- **Problem description**
Write out all the lines again, precisely as they stand, but without the images.

══ Supplied data ══

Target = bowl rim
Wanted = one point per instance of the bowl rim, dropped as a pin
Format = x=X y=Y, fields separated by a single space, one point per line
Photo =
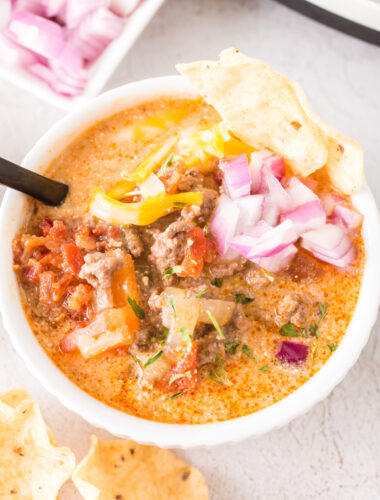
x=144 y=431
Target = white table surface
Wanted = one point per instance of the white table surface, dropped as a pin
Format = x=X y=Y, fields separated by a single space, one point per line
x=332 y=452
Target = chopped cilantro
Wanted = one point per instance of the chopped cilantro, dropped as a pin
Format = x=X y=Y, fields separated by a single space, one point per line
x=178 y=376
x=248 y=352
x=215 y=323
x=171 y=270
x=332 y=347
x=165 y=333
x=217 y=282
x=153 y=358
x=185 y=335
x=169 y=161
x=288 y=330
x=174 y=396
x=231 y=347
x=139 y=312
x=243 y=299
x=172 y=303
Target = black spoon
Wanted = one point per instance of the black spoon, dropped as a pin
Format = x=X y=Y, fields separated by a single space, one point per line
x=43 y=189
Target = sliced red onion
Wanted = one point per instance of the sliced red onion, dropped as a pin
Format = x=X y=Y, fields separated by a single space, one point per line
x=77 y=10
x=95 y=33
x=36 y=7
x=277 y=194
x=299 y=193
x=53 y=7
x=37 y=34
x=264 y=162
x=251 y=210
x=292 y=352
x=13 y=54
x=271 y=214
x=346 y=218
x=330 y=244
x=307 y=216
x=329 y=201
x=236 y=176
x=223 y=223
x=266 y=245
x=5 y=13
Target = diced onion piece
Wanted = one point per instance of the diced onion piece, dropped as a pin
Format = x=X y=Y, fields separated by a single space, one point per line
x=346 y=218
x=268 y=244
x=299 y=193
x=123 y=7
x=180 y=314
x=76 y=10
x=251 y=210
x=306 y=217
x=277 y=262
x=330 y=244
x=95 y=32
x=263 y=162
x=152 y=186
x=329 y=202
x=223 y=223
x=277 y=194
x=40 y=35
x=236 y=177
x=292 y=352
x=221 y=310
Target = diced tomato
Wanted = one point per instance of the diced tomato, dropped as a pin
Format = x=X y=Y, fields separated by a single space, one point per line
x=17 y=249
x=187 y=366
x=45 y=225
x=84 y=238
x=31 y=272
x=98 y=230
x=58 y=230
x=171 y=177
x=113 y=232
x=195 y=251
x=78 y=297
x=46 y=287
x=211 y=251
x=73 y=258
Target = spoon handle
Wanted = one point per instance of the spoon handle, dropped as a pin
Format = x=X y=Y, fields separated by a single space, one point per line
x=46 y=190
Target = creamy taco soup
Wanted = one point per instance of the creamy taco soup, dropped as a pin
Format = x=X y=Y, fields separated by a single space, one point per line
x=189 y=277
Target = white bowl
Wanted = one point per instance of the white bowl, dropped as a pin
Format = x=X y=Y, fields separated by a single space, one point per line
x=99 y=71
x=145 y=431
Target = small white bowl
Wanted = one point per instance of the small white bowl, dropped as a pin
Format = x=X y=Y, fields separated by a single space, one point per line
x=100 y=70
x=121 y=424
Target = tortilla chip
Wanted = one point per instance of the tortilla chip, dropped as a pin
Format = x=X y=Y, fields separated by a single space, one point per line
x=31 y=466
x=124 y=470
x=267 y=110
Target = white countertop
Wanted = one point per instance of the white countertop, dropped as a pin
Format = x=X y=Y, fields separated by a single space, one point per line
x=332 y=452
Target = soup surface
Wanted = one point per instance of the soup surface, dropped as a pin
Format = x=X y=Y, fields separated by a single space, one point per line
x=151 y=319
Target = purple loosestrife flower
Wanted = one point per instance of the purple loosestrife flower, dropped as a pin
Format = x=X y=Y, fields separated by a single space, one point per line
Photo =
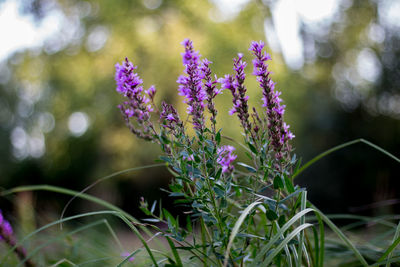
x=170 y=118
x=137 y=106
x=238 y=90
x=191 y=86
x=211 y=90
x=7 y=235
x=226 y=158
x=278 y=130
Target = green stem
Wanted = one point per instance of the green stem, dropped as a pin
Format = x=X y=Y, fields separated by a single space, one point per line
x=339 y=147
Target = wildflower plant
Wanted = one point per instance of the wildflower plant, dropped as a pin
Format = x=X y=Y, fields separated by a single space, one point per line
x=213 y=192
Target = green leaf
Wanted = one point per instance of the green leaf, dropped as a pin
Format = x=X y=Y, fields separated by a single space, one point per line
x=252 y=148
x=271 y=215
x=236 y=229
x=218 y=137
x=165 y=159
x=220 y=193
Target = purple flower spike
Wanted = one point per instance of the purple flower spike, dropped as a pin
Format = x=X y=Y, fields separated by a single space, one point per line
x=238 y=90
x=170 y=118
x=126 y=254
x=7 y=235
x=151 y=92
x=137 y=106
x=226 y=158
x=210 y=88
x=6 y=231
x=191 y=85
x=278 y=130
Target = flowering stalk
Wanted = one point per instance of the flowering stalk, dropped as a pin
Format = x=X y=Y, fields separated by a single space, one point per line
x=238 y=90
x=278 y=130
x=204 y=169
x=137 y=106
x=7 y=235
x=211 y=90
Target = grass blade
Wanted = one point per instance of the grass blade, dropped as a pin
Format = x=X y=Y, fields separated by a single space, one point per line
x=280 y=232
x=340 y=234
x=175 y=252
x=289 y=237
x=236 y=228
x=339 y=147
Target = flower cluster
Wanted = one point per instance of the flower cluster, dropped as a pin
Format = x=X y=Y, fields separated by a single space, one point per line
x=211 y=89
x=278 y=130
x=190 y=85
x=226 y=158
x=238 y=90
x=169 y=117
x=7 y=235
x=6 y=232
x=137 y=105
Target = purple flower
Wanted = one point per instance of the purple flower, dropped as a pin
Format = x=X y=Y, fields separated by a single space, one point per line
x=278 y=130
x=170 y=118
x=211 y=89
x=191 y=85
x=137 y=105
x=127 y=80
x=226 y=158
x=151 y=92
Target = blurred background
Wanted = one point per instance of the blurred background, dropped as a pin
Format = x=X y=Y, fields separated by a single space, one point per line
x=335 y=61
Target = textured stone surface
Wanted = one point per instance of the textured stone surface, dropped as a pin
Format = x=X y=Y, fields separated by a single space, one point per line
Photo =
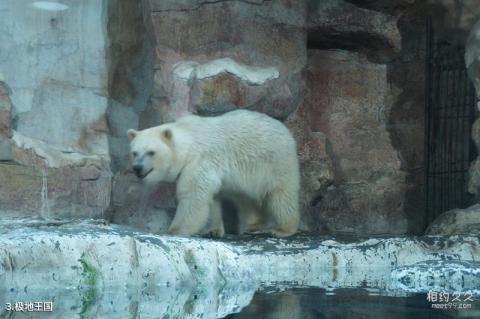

═══

- **Reply to the exercise**
Target = bowl rim
Wanted = one point per instance of the bowl rim, dropped as a pin
Format = x=X y=Y, fields separated by a single space, one point per line
Photo =
x=144 y=431
Target = white table surface
Wanted = one point per instance of the white table surface, dropped as a pin
Format = x=X y=Y, fields separated by a single space, one point per line
x=332 y=452
Target = chopped cilantro
Wanted = one point per instance of the chopped cilantro, dropped as a pin
Format = x=X y=Y, fields separated by a single space, one point per line
x=178 y=376
x=248 y=352
x=215 y=323
x=171 y=270
x=332 y=347
x=165 y=333
x=217 y=282
x=153 y=358
x=185 y=335
x=169 y=161
x=288 y=330
x=174 y=396
x=231 y=347
x=139 y=312
x=243 y=299
x=172 y=303
Target = black spoon
Wanted = one point per instance of the black spoon, dropped as a pin
Format = x=X y=Y, fields separated by a single space, one point per line
x=43 y=189
Target = sliced red onion
Wanted = one point per instance of the sliced red onion, dropped as a pin
Format = x=X y=Y, fields separated by a single space, one point per line
x=77 y=10
x=95 y=33
x=36 y=7
x=277 y=194
x=299 y=193
x=53 y=7
x=37 y=34
x=264 y=162
x=251 y=210
x=292 y=352
x=13 y=54
x=271 y=214
x=346 y=218
x=330 y=244
x=307 y=216
x=329 y=201
x=236 y=176
x=223 y=223
x=266 y=245
x=5 y=13
Target = diced onion piece
Wanted = one point per instance of the diced onion piece, dropped as a pin
Format = x=X y=Y, fields separated by a single space, one point per line
x=346 y=218
x=268 y=244
x=299 y=193
x=123 y=7
x=180 y=314
x=76 y=10
x=251 y=210
x=306 y=217
x=277 y=262
x=330 y=244
x=95 y=32
x=263 y=162
x=152 y=186
x=329 y=202
x=223 y=223
x=277 y=194
x=40 y=35
x=236 y=177
x=292 y=352
x=221 y=310
Target = diced tomato
Wanted = one point per instance of the diced tomato, dropped as a pin
Format = x=X y=Y, fields separated by a single space, one point per line
x=17 y=249
x=187 y=366
x=45 y=225
x=84 y=238
x=31 y=272
x=98 y=230
x=58 y=230
x=171 y=177
x=113 y=232
x=195 y=251
x=78 y=297
x=46 y=287
x=211 y=251
x=73 y=258
Target = spoon handle
Wanted = one point per instance of the spoon handle, dropped as a pin
Format = x=X y=Y, fields separated by a single space, one point per line
x=46 y=190
Target = creamy taco soup
Wanted = one point per instance of the creamy taco soup, dropped as a pin
Format = x=X y=Y, fields separated by a single space, one point per line
x=189 y=277
Target = white bowl
Wanted = one point per instance of the white bowl, dropped as a pin
Format = x=X y=Y, fields separated by a single space, one point per line
x=99 y=71
x=145 y=431
Target = small white bowl
Wanted = one point per instance of the small white bowl, dropped as a pin
Format = x=X y=Y, fields separated by a single space, one point per line
x=100 y=70
x=121 y=424
Target = tortilla chip
Wanted = one point per instance of the tortilla chip, dropped as a pin
Format = x=X y=Y, fields separated by a single space, one point per line
x=31 y=466
x=124 y=470
x=267 y=110
Target = white countertop
Wanted = one point per instance of the white countertop, dropped as a pin
Format = x=X y=Y, fields separated by a single space, one point per line
x=332 y=452
Target = soup surface
Wanted = one point per instance of the soup surface, dropped as a pin
Format = x=X y=Y, fields separated by a single space, one point per line
x=151 y=319
Target = purple loosestrife flower
Wanted = one point per instance of the purple loosestrife flower, dropped as a pin
Format = x=X y=Y, fields separated by a single space, one point per line
Photo =
x=170 y=118
x=137 y=106
x=238 y=90
x=191 y=86
x=211 y=90
x=7 y=235
x=226 y=158
x=278 y=130
Target = green stem
Wanted = one point per instance of the green stem, dropped as a pin
Format = x=X y=Y, fields separated by a single space, one point per line
x=339 y=147
Target = wildflower plant
Wanted = one point per instance of the wildflower plant, dropped as a pin
Format = x=X y=Y, fields separated by a single space, one point per line
x=213 y=192
Target = green leaf
Wanted = one point per instance of the green leaf, dropped as a pin
Format = x=X y=Y, fields separated by a single space, one point per line
x=252 y=148
x=271 y=215
x=236 y=229
x=218 y=137
x=165 y=159
x=220 y=193
Target = purple flower spike
Wanted = one point per instance of the purple flower spike, dropped as a pin
Format = x=X y=Y, fields separated by a single space, one point per line
x=238 y=90
x=170 y=118
x=126 y=254
x=7 y=235
x=151 y=92
x=137 y=106
x=226 y=158
x=210 y=88
x=6 y=231
x=191 y=85
x=278 y=130
Target = flowering stalk
Wanted = one point per instance of the flowering stalk, dropped as a pin
Format = x=X y=Y, fields separated by a single space, one point per line
x=238 y=90
x=278 y=130
x=204 y=169
x=137 y=106
x=7 y=235
x=211 y=90
Target = grass blade
Wanted = one point per instance of the grass blade, dropped as a pin
Format = x=X y=Y, fields separated by a single space, one point per line
x=280 y=232
x=340 y=234
x=175 y=252
x=289 y=237
x=236 y=228
x=339 y=147
Target = flower cluster
Wanted = one point per instance of the flower cluster, dropped as a pin
Format = x=X y=Y, fields separated by a single space, one point per line
x=211 y=89
x=278 y=130
x=190 y=85
x=226 y=158
x=238 y=90
x=169 y=117
x=7 y=235
x=6 y=232
x=137 y=105
Target = purple flower
Wanted = one point per instance of the purple flower, dropped as a pin
Format = x=X y=Y, fields separated by a single space, one point per line
x=278 y=130
x=170 y=118
x=211 y=89
x=191 y=85
x=137 y=105
x=127 y=80
x=226 y=158
x=151 y=92
Target = blurred background
Wanted = one point per instance of the blurred background, dropped as a pin
Format = x=X y=Y, fields separated by a single space, one point per line
x=335 y=61
Target = textured stone surface
Wanted = one point per instance of the textured stone surface, dropped as a pin
Format = x=X y=Y, fields separated by a single space, one point per line
Photo =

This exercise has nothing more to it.